*WHAT YOU WILL DO*: Quote the line containing "Q: Locate the forest" and all lines that follow it in the listing below, exactly as written.

(Pointing dataset records)
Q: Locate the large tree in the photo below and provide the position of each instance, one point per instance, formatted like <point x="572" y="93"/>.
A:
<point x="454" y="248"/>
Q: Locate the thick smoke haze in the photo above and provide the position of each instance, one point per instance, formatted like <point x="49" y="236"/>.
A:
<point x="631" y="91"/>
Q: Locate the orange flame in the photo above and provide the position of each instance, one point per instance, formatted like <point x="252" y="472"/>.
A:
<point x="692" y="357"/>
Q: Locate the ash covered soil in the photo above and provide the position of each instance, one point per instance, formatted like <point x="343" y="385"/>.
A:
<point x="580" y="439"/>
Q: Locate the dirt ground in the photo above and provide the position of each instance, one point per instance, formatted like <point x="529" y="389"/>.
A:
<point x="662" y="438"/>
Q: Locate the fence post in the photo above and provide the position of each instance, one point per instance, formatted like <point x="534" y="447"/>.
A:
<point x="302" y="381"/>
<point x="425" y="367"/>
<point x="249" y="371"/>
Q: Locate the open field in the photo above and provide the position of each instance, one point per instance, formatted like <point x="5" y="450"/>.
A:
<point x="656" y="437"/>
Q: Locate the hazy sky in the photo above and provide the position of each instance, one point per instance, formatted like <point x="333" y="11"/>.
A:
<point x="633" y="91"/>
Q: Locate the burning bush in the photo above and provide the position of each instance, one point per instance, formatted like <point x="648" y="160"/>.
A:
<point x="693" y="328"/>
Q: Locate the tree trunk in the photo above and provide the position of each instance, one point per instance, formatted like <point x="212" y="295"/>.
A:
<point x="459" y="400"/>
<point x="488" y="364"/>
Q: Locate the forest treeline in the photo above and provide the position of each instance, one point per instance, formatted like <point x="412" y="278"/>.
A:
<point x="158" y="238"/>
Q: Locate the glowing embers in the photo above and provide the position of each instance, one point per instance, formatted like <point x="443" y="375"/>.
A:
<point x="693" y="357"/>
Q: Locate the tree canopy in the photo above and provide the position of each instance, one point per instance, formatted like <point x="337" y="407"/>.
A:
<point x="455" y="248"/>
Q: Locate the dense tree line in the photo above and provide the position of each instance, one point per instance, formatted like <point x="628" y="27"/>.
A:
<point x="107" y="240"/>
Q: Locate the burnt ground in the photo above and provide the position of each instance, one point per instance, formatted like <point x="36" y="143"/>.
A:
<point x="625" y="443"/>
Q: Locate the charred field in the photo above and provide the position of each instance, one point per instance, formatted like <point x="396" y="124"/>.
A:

*FINAL ANSWER*:
Q: Locate the forest treeline in the photo above and provide the position of each instance, one point per instance, formatted like <point x="412" y="278"/>.
A:
<point x="158" y="238"/>
Q: Locate the glowing embers in the photo above and provide the position of each instance, one point per instance, formatted like <point x="443" y="375"/>.
A:
<point x="693" y="357"/>
Q: Locate the tree canopy in the photo above and provide the position of each instance, one point per instance, formatted like <point x="337" y="407"/>.
A:
<point x="455" y="248"/>
Q: Locate the dense tree line in the photo above and provide the position of each instance, one point per instance, formatted like <point x="628" y="27"/>.
A:
<point x="107" y="240"/>
Q: Locate the burnt ground in the photo above and provide the position of each instance, one point per instance, formatted like <point x="36" y="143"/>.
A:
<point x="625" y="443"/>
Q: Locate the charred field in the photo above and provide the position of each instance, one point per instance, formatted like <point x="396" y="124"/>.
A:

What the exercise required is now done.